→ Goal of the exercise
Pictures in the data must not be copied, but everything else should be output exactly.

→ Material to process
++++++++++++++++++++
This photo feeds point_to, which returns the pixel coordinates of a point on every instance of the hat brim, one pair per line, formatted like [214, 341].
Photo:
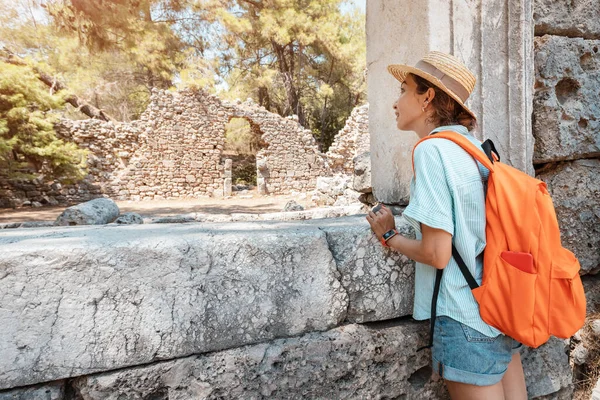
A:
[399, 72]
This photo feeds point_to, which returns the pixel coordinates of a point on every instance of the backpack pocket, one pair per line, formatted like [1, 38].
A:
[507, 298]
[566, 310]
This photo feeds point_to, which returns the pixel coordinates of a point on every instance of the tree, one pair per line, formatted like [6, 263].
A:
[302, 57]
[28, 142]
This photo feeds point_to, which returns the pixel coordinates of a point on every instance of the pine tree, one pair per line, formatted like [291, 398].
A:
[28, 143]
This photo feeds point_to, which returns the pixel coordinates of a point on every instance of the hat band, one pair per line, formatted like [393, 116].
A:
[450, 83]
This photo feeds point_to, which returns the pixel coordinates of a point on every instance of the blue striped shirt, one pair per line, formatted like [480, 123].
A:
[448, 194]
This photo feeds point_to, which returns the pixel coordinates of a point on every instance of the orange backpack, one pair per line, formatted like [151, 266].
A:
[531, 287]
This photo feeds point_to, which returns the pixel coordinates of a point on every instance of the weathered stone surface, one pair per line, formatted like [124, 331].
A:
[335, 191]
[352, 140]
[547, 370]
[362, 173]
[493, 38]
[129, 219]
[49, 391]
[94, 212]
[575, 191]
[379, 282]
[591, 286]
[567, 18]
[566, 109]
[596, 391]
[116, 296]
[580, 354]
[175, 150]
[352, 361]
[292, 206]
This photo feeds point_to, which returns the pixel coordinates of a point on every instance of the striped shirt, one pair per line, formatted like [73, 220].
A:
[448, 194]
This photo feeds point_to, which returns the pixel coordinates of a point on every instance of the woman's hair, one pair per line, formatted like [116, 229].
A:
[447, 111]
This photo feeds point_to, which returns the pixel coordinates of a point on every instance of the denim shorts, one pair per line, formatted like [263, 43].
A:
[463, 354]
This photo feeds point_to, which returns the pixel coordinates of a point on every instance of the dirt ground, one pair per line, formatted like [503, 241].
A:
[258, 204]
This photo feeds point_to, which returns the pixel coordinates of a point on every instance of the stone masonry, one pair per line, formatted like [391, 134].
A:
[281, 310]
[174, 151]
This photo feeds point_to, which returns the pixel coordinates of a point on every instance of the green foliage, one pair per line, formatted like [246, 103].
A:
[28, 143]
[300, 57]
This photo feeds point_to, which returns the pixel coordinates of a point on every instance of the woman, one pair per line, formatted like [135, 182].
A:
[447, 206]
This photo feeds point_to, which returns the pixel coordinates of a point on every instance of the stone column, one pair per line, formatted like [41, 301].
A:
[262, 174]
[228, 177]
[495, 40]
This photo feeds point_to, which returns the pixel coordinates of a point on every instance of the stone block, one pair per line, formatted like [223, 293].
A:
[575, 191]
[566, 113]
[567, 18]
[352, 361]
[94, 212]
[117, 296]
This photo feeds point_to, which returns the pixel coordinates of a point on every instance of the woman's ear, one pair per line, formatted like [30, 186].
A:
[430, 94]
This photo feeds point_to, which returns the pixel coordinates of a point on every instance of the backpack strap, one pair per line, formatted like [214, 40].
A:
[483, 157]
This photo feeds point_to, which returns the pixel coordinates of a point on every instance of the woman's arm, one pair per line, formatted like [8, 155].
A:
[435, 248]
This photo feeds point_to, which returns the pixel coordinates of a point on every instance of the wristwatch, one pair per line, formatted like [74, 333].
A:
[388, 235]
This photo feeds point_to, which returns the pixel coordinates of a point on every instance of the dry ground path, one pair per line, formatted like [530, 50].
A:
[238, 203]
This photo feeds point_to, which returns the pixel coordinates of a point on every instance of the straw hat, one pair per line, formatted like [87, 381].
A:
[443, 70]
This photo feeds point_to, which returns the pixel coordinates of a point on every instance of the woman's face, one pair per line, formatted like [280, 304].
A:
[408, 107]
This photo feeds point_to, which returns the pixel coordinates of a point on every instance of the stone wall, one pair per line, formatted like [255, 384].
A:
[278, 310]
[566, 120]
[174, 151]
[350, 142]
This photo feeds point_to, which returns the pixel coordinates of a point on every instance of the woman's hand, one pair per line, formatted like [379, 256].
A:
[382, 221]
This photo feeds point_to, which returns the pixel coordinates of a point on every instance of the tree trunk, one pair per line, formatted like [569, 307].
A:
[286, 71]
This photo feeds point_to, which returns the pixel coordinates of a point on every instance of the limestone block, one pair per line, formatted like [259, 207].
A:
++++++++++++++++++++
→ Exercise output
This photo feeds point_to, which returns the pixel coordinates of a point on every instance of the hat brim, one pair per line, formatted like [214, 341].
Photo:
A:
[399, 72]
This photo feeds point_to, which returns the pixel coordinates of a point on every instance of the backpack pocket, one pair per line, formatted like [1, 38].
A:
[507, 298]
[566, 310]
This photo feeds point_to, which returns the pixel coordinates of a point on every instance of the tree, one pair per line, formatted like [6, 263].
A:
[302, 57]
[28, 142]
This photo feeds point_to, which returns the pixel coordinates of a point on every instance of the pine tree, one pair per line, formatted like [291, 398].
A:
[28, 143]
This photo feeds point_to, which returns the pixel coordinates of a point on every instance of the hat band, one pair per line, formatted like [393, 116].
A:
[450, 83]
This photo feeds point_to, which returns the pixel coordinates of a point on every instance of the blue striped shirt, one pair per line, formatted like [480, 123].
A:
[448, 194]
This photo feeds point_to, which returns the pixel coordinates of a point on every instance of the orange backpack, one pair per line, formatted like [151, 266].
A:
[531, 287]
This photo feeds point_to, which returns the pixel coordinates of a point on every instance of the weathered stone surface, one pair per line, formatted like [124, 331].
A:
[335, 191]
[352, 140]
[547, 370]
[362, 173]
[493, 38]
[129, 219]
[49, 391]
[94, 212]
[575, 191]
[379, 282]
[591, 286]
[567, 18]
[566, 109]
[596, 391]
[116, 296]
[580, 354]
[175, 150]
[352, 361]
[292, 206]
This photo feeds point_to, which returns the pixel coordinates of a point on every instance of the striped shirt, one pair per line, formatted like [73, 220].
A:
[448, 194]
This photo feeds point_to, which returns the pixel coordinates of a point on every instance of the woman's hair, one pair per line, formatted like [116, 229].
A:
[447, 111]
This photo feeds point_to, which returns the pixel coordinates of a point on every instance of the denim shorts, one pair per line, formatted like [263, 43].
A:
[463, 354]
This photo feeds point_to, which returns the pixel coordinates of a point on every instance of the dirt ground, one pair per line, formatted like [503, 241].
A:
[258, 204]
This photo feeds point_to, which returns the pixel coordinates of a point on every instance of the stone masonry, one pair per line, formatted like [391, 134].
A:
[281, 310]
[174, 151]
This photo feeds point_to, which returns the pixel coordinates of a point on every instance of the green foliage, one pair per line, formatted like [246, 103].
A:
[28, 143]
[300, 57]
This photo feeds point_to, which returns the pixel coordinates of a point on every instance of the woman, one pair per line, formatted like [135, 182].
A:
[447, 206]
This photo feeds point_to, which returns the pixel coordinates of a point on every instance of the stone column, one pair per line, formatted like [41, 301].
A:
[262, 174]
[228, 177]
[495, 40]
This photo feeds point_to, which returns the pixel coordinates of a point on every instance of the stone block, one pair per line, formatted like [223, 293].
A:
[575, 191]
[566, 113]
[567, 18]
[352, 361]
[94, 212]
[117, 296]
This photo feeds point_to, which returns the pixel coordinates of a point on every instance of the woman's ear, one pair per line, formatted like [30, 186].
A:
[430, 94]
This photo feeds point_to, which returns the pixel coordinates of a point on every instance of the backpack strap, one pair per line, formatted like [214, 40].
A:
[483, 157]
This photo feeds point_to, which returns the pixel coordinates of a point on every instance of the woman's arm, one pair per line, formatted like [8, 155].
A:
[435, 248]
This photo feeds point_to, which returns the pixel coordinates of a point on every instance of the wristwatch, one pair per line, formatted like [74, 333].
A:
[388, 235]
This photo feeds point_to, which returns the pixel coordinates of a point on every instance of the dry ground path, one pair per line, formatted like [530, 50].
A:
[238, 203]
This photo feeds point_to, which returns the pixel coordinates of a point on every instance of the straw hat, one pair per line, formatted like [87, 381].
A:
[443, 70]
This photo feeds point_to, which returns the pixel coordinates of a point on every instance of the woman's face, one pair per line, formatted like [280, 304].
A:
[408, 107]
This photo feeds point_to, which returns the pixel coordinates of a point on every instance of the stone wall, one pair per line, formatted like [255, 384].
A:
[278, 310]
[566, 120]
[174, 151]
[350, 142]
This photo feeds point_to, which returns the pixel coordinates of a point on every instance of the woman's hand, one pair per line, formatted like [379, 256].
A:
[382, 221]
This photo feeds point_to, which returns the pixel coordinates of a point on every instance of the tree trunk, one pair per line, formatted like [569, 307].
A:
[286, 71]
This photo feeds point_to, which returns the pixel coordinates of a point on every instance of the limestone block, one pair per line, formatted like [259, 207].
A:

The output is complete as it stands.